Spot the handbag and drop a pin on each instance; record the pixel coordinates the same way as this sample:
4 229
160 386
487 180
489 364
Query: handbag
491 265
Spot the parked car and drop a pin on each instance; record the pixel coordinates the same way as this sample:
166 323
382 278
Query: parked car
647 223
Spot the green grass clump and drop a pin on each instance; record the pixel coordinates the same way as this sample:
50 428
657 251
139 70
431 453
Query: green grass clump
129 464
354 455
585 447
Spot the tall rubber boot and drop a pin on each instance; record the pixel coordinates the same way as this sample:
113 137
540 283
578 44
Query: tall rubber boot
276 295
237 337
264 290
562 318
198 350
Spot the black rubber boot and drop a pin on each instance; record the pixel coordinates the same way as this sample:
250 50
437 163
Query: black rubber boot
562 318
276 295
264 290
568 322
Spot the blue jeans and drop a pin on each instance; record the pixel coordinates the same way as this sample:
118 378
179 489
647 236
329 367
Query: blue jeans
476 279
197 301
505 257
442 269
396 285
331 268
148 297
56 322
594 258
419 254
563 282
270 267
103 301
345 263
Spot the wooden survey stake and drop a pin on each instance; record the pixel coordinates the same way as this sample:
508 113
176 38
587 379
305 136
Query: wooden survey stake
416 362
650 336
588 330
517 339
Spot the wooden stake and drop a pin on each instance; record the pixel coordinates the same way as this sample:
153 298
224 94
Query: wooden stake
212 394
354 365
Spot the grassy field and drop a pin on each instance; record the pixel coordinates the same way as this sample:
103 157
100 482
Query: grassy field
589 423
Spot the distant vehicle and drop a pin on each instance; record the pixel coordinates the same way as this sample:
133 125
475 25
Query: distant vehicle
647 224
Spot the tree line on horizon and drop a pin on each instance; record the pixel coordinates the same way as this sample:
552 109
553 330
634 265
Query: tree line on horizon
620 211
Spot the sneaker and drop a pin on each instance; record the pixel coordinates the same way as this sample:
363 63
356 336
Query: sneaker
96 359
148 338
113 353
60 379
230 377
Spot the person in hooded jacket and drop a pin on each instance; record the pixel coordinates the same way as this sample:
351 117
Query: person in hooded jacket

============

EXERCISE DIRECTIONS: Extract the full listing and reproduce each line exactly.

FINISHED TASK:
Spot the handbag and drop a pin on each instance; record the pixel coordinates the same way as this sample:
4 229
160 386
487 180
489 364
Query: handbag
491 265
Spot the parked car and drop a pin on each instance; record the pixel coordinates the same way as this sample:
166 323
382 278
Query: parked car
647 223
Spot the green grass clump and drop a pin on each instance; record the pixel coordinates the same way as this sample:
50 428
657 251
139 70
431 453
Query: green grass clump
129 464
354 455
585 447
Spot the tall rubber boot and drop a pin on each instance; record the pixel coordinates the same way as this sample:
113 137
540 283
578 44
Query: tall rubber boot
276 295
237 337
264 290
562 318
198 350
Spot the black rubber boot and drop a pin on each instance; record the pixel coordinates the same way as this sample:
250 50
437 163
Query: black rubber boot
562 318
276 295
264 290
568 322
Spot the blue jeans and drop a pin on each instance; record the pixel coordinates the same way as this sample:
118 378
179 489
647 236
329 367
Query: blue jeans
476 279
197 301
505 257
442 269
396 285
331 268
148 297
56 322
594 258
419 254
563 282
270 267
103 301
345 263
Spot the wooden survey stake and drop a pin on each instance; record the pixel coordinates the same way as this sample:
508 113
176 38
587 379
305 136
Query: wooden survey stake
416 362
650 336
588 330
517 339
Spot the wooden stake and drop a pin on each instance; record the pixel coordinates the same way as this sample:
153 298
224 94
Query: wooden stake
212 394
354 365
Spot the grassy field and drop a pin on each instance; record the pixel coordinates the same way as this sample:
103 157
100 482
Query: grassy field
589 423
Spot the distant vehicle and drop a pin on each instance; record the pixel coordinates the same way as this sample:
133 125
475 25
Query: distant vehicle
647 224
Spot the tree line on horizon and drop a pin on each instance; record the pixel coordinates the same way as this sample:
552 109
553 330
634 265
Query: tree line on horizon
620 211
Spot the sneaker and drop a pin on each instance; record the pixel coordinates the same way as this sample:
363 63
356 336
Query: sneaker
96 359
148 338
113 353
60 379
230 377
Spot the person in hooded jacket and drop a pin on each instance; record the pixel coordinates the same way as this sample:
351 117
Query: person in hooded jacket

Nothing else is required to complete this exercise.